§ Your goal
Please render the part of the entries that opens with the line containing "task | place a point on the hut, one" and closes with the line containing "x=202, y=108" as a numbered list, leaving out any blank lines.

§ Supplied data
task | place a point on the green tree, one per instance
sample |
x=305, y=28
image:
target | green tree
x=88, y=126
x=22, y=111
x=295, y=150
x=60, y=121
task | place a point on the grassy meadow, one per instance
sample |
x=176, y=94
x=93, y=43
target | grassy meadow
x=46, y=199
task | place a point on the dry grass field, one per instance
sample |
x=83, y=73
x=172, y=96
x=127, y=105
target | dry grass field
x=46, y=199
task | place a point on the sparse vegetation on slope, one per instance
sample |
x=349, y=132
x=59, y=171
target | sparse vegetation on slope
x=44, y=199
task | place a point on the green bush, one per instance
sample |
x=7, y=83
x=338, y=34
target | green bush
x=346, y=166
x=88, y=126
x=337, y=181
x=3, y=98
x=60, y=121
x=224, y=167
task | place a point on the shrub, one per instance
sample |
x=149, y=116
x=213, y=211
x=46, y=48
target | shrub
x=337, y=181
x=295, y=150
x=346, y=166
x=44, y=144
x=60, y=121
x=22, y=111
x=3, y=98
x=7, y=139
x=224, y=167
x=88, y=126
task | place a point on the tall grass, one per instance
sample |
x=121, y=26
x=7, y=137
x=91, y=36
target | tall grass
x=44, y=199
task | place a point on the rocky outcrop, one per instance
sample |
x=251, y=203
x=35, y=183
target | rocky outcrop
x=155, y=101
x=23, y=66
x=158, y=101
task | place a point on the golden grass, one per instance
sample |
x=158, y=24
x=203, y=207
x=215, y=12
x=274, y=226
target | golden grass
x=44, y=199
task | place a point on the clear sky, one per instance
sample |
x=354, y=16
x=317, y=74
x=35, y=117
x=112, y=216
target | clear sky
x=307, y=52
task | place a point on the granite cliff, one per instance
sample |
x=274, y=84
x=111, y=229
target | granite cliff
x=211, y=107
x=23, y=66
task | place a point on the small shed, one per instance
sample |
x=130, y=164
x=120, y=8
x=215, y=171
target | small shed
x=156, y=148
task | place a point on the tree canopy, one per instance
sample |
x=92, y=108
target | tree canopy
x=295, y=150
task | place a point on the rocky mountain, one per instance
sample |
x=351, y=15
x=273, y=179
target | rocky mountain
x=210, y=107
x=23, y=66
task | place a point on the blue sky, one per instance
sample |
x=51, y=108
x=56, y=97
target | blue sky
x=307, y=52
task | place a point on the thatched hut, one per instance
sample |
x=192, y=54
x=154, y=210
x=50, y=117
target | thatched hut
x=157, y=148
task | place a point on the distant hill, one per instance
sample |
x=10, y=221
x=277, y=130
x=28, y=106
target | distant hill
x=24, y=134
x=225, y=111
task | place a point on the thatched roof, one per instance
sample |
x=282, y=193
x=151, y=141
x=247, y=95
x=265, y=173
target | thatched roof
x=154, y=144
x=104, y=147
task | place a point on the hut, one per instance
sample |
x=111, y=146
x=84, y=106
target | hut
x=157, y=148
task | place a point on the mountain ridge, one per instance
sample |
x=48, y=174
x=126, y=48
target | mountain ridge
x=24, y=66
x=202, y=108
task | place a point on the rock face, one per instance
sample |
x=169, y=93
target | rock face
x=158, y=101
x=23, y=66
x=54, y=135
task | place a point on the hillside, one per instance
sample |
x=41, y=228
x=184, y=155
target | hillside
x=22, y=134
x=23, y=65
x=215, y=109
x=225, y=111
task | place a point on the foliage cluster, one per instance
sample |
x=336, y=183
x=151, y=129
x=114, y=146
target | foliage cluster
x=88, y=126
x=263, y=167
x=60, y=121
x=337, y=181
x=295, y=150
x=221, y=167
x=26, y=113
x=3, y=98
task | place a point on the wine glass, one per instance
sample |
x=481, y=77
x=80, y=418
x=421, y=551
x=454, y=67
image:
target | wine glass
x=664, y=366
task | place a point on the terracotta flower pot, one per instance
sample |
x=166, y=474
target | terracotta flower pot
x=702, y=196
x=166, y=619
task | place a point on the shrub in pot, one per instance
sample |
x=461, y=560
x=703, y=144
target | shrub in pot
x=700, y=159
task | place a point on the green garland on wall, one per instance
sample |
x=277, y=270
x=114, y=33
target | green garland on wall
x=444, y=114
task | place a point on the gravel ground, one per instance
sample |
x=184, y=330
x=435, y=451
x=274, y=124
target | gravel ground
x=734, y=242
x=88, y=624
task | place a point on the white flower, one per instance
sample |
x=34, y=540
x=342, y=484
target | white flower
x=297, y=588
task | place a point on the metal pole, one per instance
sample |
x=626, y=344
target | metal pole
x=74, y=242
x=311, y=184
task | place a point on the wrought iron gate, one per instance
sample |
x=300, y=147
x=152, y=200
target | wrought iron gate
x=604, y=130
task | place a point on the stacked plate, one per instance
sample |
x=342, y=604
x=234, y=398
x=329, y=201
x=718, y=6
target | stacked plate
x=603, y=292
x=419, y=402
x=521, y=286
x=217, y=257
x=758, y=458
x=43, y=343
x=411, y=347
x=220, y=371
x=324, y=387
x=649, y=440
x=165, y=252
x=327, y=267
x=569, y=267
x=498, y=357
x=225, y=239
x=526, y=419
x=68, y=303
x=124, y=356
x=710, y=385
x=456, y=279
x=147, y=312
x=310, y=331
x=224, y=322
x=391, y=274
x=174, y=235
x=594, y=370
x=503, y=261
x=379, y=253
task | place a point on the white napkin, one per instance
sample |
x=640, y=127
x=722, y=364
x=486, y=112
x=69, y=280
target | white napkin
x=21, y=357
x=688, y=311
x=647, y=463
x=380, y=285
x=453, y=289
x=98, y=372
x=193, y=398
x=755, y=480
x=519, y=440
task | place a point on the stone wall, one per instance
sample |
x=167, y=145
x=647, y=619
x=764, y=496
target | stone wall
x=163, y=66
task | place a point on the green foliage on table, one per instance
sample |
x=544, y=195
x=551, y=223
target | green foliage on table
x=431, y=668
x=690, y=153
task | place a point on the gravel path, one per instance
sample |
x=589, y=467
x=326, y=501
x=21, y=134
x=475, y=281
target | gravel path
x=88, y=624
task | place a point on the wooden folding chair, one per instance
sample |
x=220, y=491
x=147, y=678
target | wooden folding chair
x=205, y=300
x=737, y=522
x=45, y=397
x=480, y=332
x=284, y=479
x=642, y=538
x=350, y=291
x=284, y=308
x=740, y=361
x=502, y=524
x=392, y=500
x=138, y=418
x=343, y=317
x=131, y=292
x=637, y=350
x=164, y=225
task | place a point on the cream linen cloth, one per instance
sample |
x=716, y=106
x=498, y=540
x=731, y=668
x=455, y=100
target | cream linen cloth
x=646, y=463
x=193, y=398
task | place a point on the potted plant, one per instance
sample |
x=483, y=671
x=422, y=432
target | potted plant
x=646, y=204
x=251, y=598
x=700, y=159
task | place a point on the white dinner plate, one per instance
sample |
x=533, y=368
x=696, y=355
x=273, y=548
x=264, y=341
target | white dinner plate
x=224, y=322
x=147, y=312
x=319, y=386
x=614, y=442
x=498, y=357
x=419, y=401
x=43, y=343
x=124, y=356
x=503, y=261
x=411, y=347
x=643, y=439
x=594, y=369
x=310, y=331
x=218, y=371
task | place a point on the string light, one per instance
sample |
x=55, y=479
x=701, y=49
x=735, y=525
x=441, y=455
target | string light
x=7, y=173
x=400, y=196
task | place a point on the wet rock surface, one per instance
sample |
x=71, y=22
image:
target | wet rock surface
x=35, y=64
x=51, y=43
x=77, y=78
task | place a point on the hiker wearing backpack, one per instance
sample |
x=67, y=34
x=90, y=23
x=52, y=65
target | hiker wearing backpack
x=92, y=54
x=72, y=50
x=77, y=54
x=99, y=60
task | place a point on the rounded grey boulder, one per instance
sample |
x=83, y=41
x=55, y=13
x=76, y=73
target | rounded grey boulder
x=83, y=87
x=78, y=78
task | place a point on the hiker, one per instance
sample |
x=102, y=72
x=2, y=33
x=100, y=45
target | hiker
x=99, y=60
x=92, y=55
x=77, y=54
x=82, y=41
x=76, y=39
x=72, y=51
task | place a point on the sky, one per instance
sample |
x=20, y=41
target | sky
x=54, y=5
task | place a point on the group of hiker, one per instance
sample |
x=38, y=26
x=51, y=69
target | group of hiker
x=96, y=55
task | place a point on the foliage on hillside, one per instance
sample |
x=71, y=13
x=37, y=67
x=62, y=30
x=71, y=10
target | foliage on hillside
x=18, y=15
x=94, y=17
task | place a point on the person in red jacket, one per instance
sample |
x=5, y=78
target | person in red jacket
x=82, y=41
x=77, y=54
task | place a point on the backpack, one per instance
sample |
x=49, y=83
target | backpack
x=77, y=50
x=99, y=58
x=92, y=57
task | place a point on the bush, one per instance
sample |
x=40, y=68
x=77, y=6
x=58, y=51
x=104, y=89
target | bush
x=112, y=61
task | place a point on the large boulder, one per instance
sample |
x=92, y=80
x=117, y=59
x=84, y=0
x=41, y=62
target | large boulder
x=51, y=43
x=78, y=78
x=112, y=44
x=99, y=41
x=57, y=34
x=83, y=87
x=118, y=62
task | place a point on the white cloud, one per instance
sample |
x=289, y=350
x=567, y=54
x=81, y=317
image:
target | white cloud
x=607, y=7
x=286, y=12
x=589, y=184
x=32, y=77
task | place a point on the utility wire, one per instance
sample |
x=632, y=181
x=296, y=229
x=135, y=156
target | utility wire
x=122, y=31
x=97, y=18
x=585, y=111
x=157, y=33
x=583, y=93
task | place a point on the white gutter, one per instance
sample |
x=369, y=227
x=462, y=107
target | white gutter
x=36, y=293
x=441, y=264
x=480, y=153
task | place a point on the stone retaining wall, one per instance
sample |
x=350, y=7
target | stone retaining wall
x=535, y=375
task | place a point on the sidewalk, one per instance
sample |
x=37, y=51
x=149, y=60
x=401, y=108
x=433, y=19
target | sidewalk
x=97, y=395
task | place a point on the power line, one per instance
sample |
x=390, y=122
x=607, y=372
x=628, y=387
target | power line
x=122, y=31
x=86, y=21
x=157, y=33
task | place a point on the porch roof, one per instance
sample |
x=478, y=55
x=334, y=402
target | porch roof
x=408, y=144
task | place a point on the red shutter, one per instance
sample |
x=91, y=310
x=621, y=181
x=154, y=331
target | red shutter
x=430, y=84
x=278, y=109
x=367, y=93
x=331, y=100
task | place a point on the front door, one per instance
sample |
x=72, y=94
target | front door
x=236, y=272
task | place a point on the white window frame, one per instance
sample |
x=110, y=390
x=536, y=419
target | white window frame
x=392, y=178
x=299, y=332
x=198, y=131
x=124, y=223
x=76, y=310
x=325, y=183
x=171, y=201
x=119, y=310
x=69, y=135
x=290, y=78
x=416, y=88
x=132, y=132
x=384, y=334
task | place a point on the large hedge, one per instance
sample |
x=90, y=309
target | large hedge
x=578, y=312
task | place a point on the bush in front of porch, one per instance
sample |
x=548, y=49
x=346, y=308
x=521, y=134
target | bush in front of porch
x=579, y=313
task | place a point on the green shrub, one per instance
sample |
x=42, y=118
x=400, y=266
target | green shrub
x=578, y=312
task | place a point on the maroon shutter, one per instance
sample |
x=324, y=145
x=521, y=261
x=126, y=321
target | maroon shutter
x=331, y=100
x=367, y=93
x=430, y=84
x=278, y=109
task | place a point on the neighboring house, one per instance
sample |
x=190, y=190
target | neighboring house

§ Exercise answer
1. task | place a point on the hut, one per instance
2. sample |
3. x=111, y=146
4. x=84, y=106
5. target | hut
6. x=157, y=148
7. task | place a point on the mountain ridge, one per instance
8. sample |
9. x=48, y=174
10. x=126, y=48
11. target | mountain ridge
12. x=24, y=66
13. x=202, y=108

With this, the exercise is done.